EXERCISE GOAL
Update the items below by replacing every occurrence of "instance" with "occurrence" and leaving all other text unchanged.
━━━ RECORDS SHOWN
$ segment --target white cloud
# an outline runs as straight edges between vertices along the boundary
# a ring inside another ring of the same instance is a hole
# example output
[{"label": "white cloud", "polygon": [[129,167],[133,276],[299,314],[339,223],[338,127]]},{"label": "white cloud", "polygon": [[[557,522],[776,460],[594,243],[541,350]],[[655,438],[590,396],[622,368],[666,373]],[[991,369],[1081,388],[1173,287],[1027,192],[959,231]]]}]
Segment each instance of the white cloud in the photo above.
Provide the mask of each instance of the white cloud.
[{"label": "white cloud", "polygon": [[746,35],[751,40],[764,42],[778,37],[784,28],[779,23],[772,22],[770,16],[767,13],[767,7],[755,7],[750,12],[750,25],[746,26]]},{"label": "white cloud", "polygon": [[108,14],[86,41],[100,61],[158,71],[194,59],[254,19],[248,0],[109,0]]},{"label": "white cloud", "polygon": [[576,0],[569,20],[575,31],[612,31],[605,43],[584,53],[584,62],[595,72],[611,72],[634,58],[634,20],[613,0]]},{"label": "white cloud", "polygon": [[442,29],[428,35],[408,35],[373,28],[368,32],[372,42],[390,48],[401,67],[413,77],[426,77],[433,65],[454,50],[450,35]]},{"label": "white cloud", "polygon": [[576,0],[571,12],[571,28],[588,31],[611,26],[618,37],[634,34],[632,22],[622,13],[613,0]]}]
━━━━━━
RIGHT ANSWER
$ segment --target white cloud
# an outline runs as straight edges between vertices along the boundary
# a ring inside another ring of the same occurrence is a hole
# example output
[{"label": "white cloud", "polygon": [[129,167],[133,276],[299,314],[339,223],[338,127]]},{"label": "white cloud", "polygon": [[[557,522],[776,460],[594,243],[541,350]],[[655,438],[590,396],[622,368],[666,373]],[[991,369],[1081,388],[1173,287],[1027,192],[959,231]]]}]
Segment each occurrence of the white cloud in the photo above.
Provide the mask of each occurrence of the white cloud.
[{"label": "white cloud", "polygon": [[746,35],[751,40],[764,42],[778,37],[784,28],[779,23],[772,22],[770,16],[767,13],[767,7],[755,7],[750,12],[750,25],[746,26]]},{"label": "white cloud", "polygon": [[108,14],[86,41],[100,61],[158,71],[194,59],[254,19],[248,0],[109,0]]},{"label": "white cloud", "polygon": [[576,0],[569,20],[575,31],[612,31],[605,43],[584,53],[584,62],[595,72],[611,72],[634,58],[634,20],[613,0]]},{"label": "white cloud", "polygon": [[442,29],[428,35],[408,35],[373,28],[368,32],[372,42],[390,48],[401,67],[413,77],[426,77],[433,65],[454,50],[450,35]]},{"label": "white cloud", "polygon": [[576,0],[571,12],[571,28],[588,31],[611,26],[618,37],[634,34],[632,22],[622,13],[613,0]]}]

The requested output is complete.